- Work instructions -
1. Name every service that the Uckers text says the game can now commonly be found in.
2. Extend the Uckers text with a few more paragraphs of rules that follow on from its final sentence.

- Text -
Start

Uckers is a board game for two to four players traditionally played in the Royal Navy. It has spread to many of the other arms of the UK Armed Forces as well, including the Commonwealth Forces. It can now commonly be found in the Royal Marines, Army Air Corps, Royal Canadian Navy, Royal New Zealand Navy, Royal Australian Navy, Royal Australian Air Force (RAAF), Royal Dutch Navy, and the Royal Air Force (RAF). 

It is similar to the board game Ludo and is based on the same principles: getting four pieces around the board before the opposition. The goal of Uckers is to get all player pieces home before the opponent does. Even greater glory is attached to achieving all pieces home without the opponent getting any home at all—this is known as an 8 piecer. The ultimate win is when the player gets all their pieces home and the opponent has all their pieces still in the base—this is called an 8 piece in harbour, or an eight-piece dicking and merits the unfortunate player's name to be recorded on the reverse of the board.

History 
Although its first official print reference does not appear until 1946, Uckers is believed to derive from the Indian game Pachisi in the 18th or 19th century. It is mentioned in a diary of EJF Records (served 1928–1950) in 1937 as Huckers. Uckers is generally played using the rules stated below, but these will vary from one branch of the Royal Navy to another, most famously with the WAFU Rules of the Fleet Air Arm. Where those branches of the RN have worked with the other Armed Forces usually has dictated what rules the new playing Service use; why fellow aviators tend to play under WAFU Rules for example.

It is also played in units of the Army Air Corps (United Kingdom) where it was introduced by aircraft technicians on loan from the Fleet Air Arm in the late 1950s and early 1960s. Uckers was also played by units in the Royal Artillery, particularly meteorologists and LifeFlight Toowoomba Rescue Helicopter crews.

Rules

Although Uckers is often played on a Ludo board a true Uckers board is a mirror image so the red and green squares are presented to the player facing them in the correct Naval manner, i.e. red to port and green to starboard.

The game is played by either two or four people, if there are two people playing then each player takes two opposite colours, yellow and red vs green and blue. If there are four players then the players opposite each other become partners, so Yellow partners with Red, and Green partners with Blue.

To travel around the board two dice are thrown, players moving the amount shown on the dice, a six permitting an extra turn. To see who goes first each player throws the dice and whoever throws the highest starts.

Some rules have evolved for the throwing of dice including no rolling of the dice from an open palm (Waterfall Technique), only tossing using the fingers. However, these are not used universally. If the dice leave the board, the IPS (International Playing Surface), accompanied by the call of "off the IPS" three times within the game this can be punished by losing the go up to all pieces home depending on which rules are being played. Unless the opponents deem it to have been done on purpose (for example to avoided moving a blob or mixing) then they may permit a re-roll.

No Dice rigging (no setting both sides to sixes and picking them up. dice must be picked up as they landed during the previous throw).

In order to exit the player's base it is necessary for a six to be thrown, which results in putting a piece on the coloured square joining the base known as the doorstep.   However, if on the very first throw snake eyes (two ones) is thrown then all player (possibly partner's depending on which rules) pieces come out of the base onto the doorsteps - known as out all bits. Play then continues with the next player.  If on rolling snake eyes on the first throw a player again throws snake eyes on their second throw all of their pieces return to the base. Under WAFU Rules, a player must call "snake eyes" prior to his first roll to benefit from rolling two "ones". He cannot do this retrospectively. If playing with a partner, then only his pieces come out not his partners.

End

- Stored records -
Start

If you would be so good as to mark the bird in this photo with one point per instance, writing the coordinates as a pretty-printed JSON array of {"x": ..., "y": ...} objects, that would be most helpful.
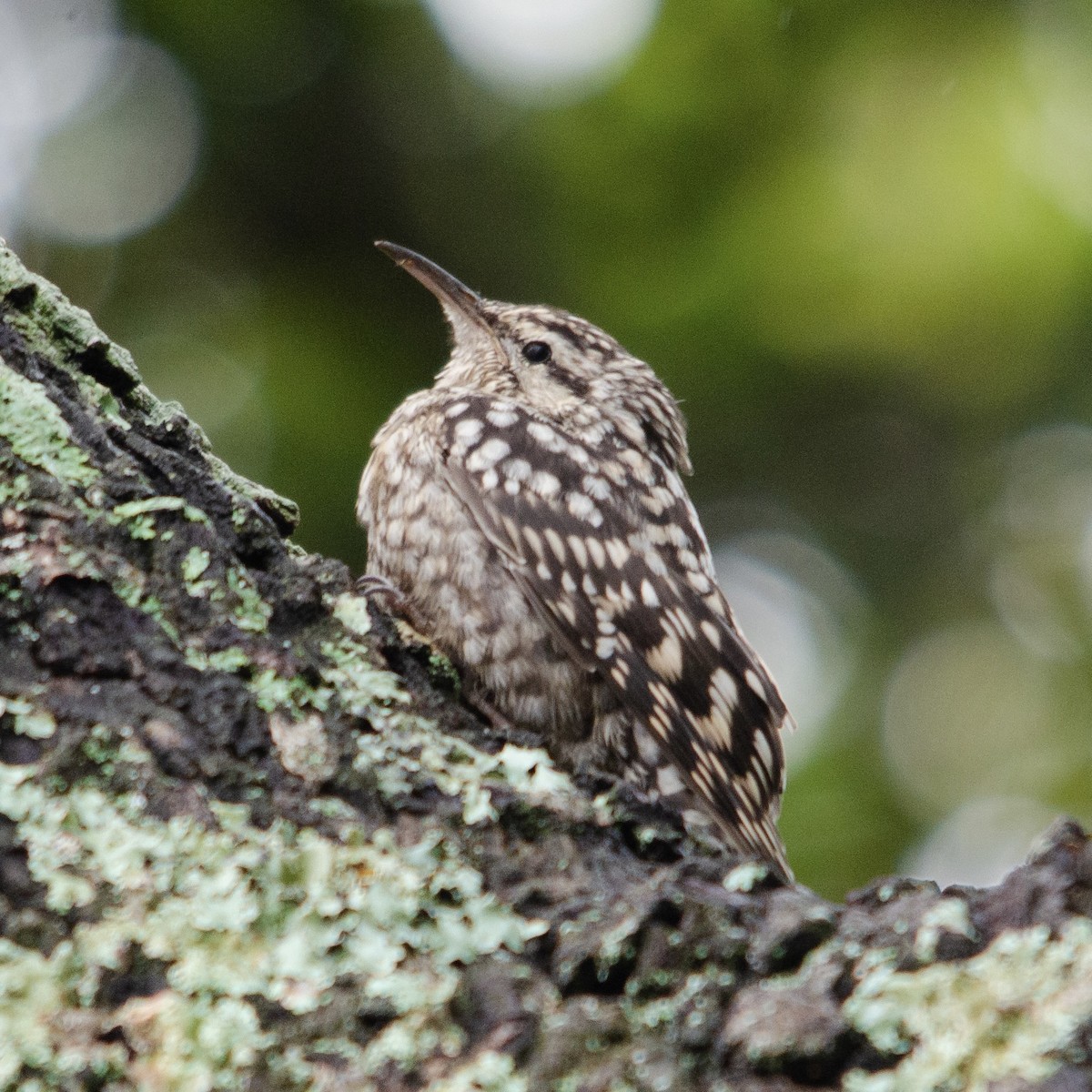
[{"x": 529, "y": 512}]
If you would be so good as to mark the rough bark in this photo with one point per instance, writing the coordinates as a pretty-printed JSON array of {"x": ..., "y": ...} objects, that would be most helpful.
[{"x": 249, "y": 838}]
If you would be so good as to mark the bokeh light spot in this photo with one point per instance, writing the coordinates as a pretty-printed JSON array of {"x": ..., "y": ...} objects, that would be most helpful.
[
  {"x": 980, "y": 842},
  {"x": 536, "y": 48},
  {"x": 969, "y": 713},
  {"x": 801, "y": 611},
  {"x": 125, "y": 158}
]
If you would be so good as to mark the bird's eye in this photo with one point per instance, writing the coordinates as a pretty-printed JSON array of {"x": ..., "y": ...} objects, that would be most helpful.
[{"x": 536, "y": 352}]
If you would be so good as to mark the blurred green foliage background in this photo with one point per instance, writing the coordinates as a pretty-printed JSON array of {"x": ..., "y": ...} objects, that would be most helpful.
[{"x": 852, "y": 236}]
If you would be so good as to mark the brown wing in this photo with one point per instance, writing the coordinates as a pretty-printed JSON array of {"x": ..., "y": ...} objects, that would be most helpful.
[{"x": 607, "y": 547}]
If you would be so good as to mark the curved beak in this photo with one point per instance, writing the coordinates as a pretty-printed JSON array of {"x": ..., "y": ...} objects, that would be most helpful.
[{"x": 457, "y": 299}]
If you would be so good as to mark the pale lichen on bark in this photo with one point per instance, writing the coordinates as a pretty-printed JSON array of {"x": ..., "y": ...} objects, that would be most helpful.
[{"x": 249, "y": 838}]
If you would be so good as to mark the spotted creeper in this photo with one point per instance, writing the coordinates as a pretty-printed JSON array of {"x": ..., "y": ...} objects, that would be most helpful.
[{"x": 529, "y": 511}]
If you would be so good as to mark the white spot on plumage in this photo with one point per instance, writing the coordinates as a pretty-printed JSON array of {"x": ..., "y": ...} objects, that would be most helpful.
[
  {"x": 502, "y": 416},
  {"x": 489, "y": 454},
  {"x": 669, "y": 782},
  {"x": 723, "y": 691},
  {"x": 666, "y": 658},
  {"x": 469, "y": 431}
]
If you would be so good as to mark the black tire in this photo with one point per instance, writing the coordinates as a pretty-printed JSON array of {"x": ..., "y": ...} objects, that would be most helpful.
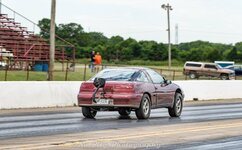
[
  {"x": 143, "y": 112},
  {"x": 124, "y": 111},
  {"x": 192, "y": 75},
  {"x": 88, "y": 112},
  {"x": 224, "y": 77},
  {"x": 176, "y": 109}
]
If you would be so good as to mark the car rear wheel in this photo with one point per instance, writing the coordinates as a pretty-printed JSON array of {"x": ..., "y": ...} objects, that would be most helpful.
[
  {"x": 143, "y": 112},
  {"x": 88, "y": 112},
  {"x": 176, "y": 110},
  {"x": 192, "y": 75},
  {"x": 224, "y": 77},
  {"x": 124, "y": 111}
]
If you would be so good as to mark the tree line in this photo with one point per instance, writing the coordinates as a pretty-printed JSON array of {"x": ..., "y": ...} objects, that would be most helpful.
[{"x": 117, "y": 48}]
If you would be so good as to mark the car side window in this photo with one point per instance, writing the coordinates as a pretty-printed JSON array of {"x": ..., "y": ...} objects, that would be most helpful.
[
  {"x": 142, "y": 78},
  {"x": 155, "y": 77},
  {"x": 210, "y": 66}
]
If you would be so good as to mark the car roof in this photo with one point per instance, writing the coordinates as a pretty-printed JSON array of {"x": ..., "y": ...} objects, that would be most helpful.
[{"x": 130, "y": 68}]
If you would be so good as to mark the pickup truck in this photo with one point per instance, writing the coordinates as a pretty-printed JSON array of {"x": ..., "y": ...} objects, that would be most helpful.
[{"x": 197, "y": 69}]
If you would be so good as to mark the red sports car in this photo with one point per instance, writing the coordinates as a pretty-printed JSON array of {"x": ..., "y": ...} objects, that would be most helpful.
[{"x": 129, "y": 89}]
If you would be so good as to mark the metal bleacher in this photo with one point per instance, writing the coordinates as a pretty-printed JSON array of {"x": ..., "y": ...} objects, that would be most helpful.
[{"x": 26, "y": 46}]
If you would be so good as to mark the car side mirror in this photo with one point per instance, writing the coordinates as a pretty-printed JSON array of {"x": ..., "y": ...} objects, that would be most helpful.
[
  {"x": 167, "y": 82},
  {"x": 99, "y": 82}
]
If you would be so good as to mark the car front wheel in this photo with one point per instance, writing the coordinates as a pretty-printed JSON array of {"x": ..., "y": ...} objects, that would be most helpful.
[
  {"x": 143, "y": 112},
  {"x": 88, "y": 112},
  {"x": 124, "y": 111},
  {"x": 224, "y": 77},
  {"x": 176, "y": 110}
]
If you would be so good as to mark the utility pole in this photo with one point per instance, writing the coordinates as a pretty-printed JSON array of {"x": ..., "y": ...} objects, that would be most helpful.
[
  {"x": 168, "y": 8},
  {"x": 52, "y": 41},
  {"x": 0, "y": 6},
  {"x": 176, "y": 35}
]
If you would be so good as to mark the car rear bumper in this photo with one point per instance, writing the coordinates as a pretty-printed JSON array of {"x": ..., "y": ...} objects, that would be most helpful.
[{"x": 119, "y": 100}]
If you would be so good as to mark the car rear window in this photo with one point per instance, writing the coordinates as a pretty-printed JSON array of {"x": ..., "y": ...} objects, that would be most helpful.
[
  {"x": 116, "y": 74},
  {"x": 193, "y": 65}
]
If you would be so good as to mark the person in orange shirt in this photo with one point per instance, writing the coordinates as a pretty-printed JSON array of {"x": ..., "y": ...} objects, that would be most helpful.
[{"x": 98, "y": 61}]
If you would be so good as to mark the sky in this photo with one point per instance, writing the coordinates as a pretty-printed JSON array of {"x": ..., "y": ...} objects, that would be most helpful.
[{"x": 218, "y": 21}]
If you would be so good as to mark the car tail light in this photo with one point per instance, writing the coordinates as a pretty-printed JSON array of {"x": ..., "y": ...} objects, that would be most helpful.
[
  {"x": 86, "y": 87},
  {"x": 123, "y": 88}
]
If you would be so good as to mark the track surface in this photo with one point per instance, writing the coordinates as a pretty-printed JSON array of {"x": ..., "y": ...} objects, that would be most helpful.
[{"x": 203, "y": 125}]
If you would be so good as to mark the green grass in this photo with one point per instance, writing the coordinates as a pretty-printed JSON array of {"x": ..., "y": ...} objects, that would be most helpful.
[{"x": 80, "y": 75}]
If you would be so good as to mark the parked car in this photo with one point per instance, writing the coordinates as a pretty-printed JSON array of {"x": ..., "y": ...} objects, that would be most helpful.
[
  {"x": 2, "y": 65},
  {"x": 236, "y": 68},
  {"x": 197, "y": 69},
  {"x": 129, "y": 89}
]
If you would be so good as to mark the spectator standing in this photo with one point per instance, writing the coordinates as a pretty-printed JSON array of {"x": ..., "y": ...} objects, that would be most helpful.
[
  {"x": 98, "y": 61},
  {"x": 92, "y": 61}
]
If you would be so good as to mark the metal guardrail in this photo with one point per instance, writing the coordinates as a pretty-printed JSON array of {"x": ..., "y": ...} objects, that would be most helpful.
[{"x": 82, "y": 72}]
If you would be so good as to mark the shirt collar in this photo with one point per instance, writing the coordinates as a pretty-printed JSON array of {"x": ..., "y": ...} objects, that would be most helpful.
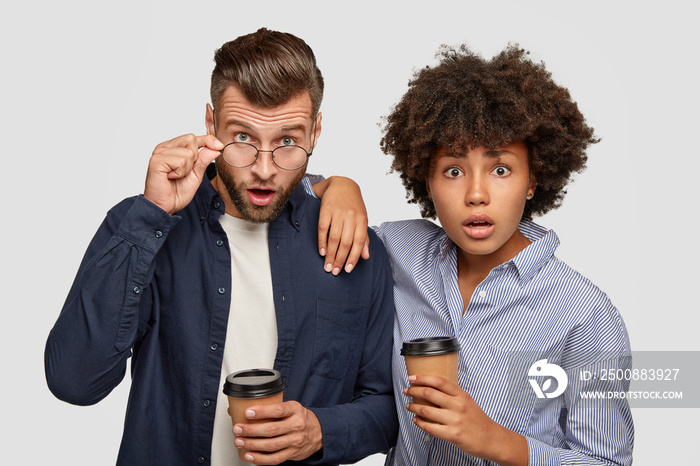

End

- Expected results -
1. Royal Marines, Army Air Corps, Royal Canadian Navy, Royal New Zealand Navy, Royal Australian Navy, Royal Australian Air Force (RAAF), Royal Dutch Navy, and Royal Air Force (RAF).

2.
A throw can be split up into the two separate numbers so it is possible to move two different pieces as in backgammon.  However, unlike backgammon if a player is moving only a single piece, then they must move it the sum of the two dice rather than moving the value of the first die and then moving the value of the second die.

If a player's piece lands on a square with an opponent's piece, then, as in Ludo, that piece is sent back to the opponent's base.

If a piece lands on a square with a playing piece of the same colour then this is known as a blob  and is basically a barrier. An opposing piece is not allowed to jump over them, but friendly pieces can.  The two ways an opposing piece can get by a blob is to destroy it, or by using an adjacent friendly blob to jump over it. A player can destroy the barrier by landing on an opponent's blob with a blob of their own or to six the blob off. To do this they will need to have a playing piece adjacent to the blob and then on their turn throw X + 1 six where X = the number of playing pieces forming the blob. Note that if the blob is on its own colour doorstep, then an additional six (i.e. X + 2 sixes) must be thrown to remove the blob and exit the homebase.

If one succeeds in knocking the blob off, then the single playing piece used to attack the blob is moved to the square that the blob was on and the pieces forming the blob are returned to the base. Play then continues to the next player.

If a player's piece lands on a square with a playing piece that belongs to their partner or is their other colour, then this is called a mixi blob (or a mixed barrier). Unlike blobs, a mixi blob is equivalent to a single playing piece so the opponent can land on the square and send all the playing bits back to their relevant bases. The opponent can pass over a friendly mixi blob as it provides no barrier to movement; a blob may not be attacked by a piece from an adjacent opposing mixi blob.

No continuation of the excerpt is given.